───── PROVIDED INFORMATION
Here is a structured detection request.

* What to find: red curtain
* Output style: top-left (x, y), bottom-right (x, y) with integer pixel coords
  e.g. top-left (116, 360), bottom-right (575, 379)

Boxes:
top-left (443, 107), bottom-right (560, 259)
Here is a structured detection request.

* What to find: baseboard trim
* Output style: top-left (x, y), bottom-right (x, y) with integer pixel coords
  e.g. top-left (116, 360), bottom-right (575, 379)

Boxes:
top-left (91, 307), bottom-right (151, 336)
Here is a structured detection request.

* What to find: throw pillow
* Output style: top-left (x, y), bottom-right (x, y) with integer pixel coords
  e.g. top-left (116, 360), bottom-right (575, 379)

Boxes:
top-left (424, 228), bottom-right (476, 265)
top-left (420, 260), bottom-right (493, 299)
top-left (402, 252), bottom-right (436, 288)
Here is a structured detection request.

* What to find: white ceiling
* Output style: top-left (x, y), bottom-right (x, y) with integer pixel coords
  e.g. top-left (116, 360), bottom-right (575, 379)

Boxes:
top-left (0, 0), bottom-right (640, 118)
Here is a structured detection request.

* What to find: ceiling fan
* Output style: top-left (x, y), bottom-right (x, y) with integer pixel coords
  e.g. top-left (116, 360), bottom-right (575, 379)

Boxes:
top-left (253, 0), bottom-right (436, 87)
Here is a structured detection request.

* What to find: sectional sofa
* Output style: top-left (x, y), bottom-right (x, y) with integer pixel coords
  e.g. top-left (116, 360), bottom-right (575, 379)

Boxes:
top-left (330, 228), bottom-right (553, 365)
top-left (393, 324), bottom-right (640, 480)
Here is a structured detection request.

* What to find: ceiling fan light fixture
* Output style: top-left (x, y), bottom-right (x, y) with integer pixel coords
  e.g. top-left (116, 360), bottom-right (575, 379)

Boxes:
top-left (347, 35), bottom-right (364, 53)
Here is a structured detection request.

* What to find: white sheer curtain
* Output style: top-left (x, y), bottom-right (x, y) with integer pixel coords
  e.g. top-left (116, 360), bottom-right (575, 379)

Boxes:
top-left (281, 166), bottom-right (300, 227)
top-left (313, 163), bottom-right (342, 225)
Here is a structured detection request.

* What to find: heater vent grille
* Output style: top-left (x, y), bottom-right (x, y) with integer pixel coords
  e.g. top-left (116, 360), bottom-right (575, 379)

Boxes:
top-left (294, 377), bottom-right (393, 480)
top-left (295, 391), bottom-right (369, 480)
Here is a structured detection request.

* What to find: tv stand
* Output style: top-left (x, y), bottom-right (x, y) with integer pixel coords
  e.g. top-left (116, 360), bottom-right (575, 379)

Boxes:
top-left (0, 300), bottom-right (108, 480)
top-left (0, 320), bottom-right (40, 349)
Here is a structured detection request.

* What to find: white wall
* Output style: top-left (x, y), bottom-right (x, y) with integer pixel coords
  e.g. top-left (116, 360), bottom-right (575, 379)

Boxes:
──────────
SET TASK:
Return all of the rows above without changing a single character.

RESULT OF THE TASK:
Here is a structured detection request.

* What to find: red curtain
* Output style: top-left (x, y), bottom-right (x, y) with integer pixel coords
  e.g. top-left (116, 360), bottom-right (575, 379)

Boxes:
top-left (443, 107), bottom-right (560, 259)
Here is a structured detection request.

* What to find: baseboard trim
* Output style: top-left (x, y), bottom-right (x, y) with integer pixel coords
  e.g. top-left (116, 360), bottom-right (575, 379)

Boxes:
top-left (91, 307), bottom-right (151, 336)
Here is a structured detection request.

* What to find: throw pillow
* Output style: top-left (x, y), bottom-right (x, y) with integer pixel coords
  e.g. top-left (116, 360), bottom-right (575, 379)

Boxes:
top-left (424, 228), bottom-right (476, 265)
top-left (420, 260), bottom-right (493, 299)
top-left (402, 252), bottom-right (436, 288)
Here is a structured detection request.

* What to find: white ceiling
* Output style: top-left (x, y), bottom-right (x, y) with integer pixel coords
  e.g. top-left (116, 360), bottom-right (575, 379)

Boxes:
top-left (0, 0), bottom-right (640, 118)
Here is a structured detection request.

* What to find: ceiling fan
* Output style: top-left (x, y), bottom-right (x, y) with integer pixel coords
  e.g. top-left (116, 360), bottom-right (575, 379)

Boxes:
top-left (253, 0), bottom-right (436, 87)
Here is a structured detection request.

* What to find: sectional sofa
* Output style: top-left (x, y), bottom-right (x, y) with integer pixel coords
  e.g. top-left (116, 360), bottom-right (575, 379)

Boxes:
top-left (330, 228), bottom-right (553, 365)
top-left (393, 324), bottom-right (640, 480)
Here is a structured detection request.

* What to find: ceiling fan light fixture
* Output style: top-left (x, y), bottom-right (x, y) with integer pixel coords
  e.g. top-left (116, 360), bottom-right (575, 379)

Boxes:
top-left (347, 35), bottom-right (364, 53)
Here is a structured detection request.

* What to find: white sheer curtain
* Output style: top-left (x, y), bottom-right (x, y) with integer pixel coords
  e.g. top-left (116, 360), bottom-right (575, 379)

Boxes:
top-left (281, 166), bottom-right (300, 227)
top-left (313, 163), bottom-right (342, 225)
Here is a structured detection request.

* What to find: heater vent grille
* Output style: top-left (x, y), bottom-right (x, y) with integer pixel coords
  e.g. top-left (116, 360), bottom-right (575, 379)

Boxes:
top-left (294, 377), bottom-right (393, 480)
top-left (295, 391), bottom-right (369, 480)
Here is a structured detection request.

* What to find: tv stand
* Output style: top-left (x, y), bottom-right (x, y) with integer pixel coords
  e.g. top-left (116, 360), bottom-right (575, 379)

Boxes:
top-left (0, 300), bottom-right (108, 480)
top-left (0, 320), bottom-right (40, 349)
Here is a structured detection request.

* What to find: white wall
* Output style: top-left (x, y), bottom-right (x, y) with integer pixel coords
  e.g. top-left (116, 360), bottom-right (575, 379)

Boxes:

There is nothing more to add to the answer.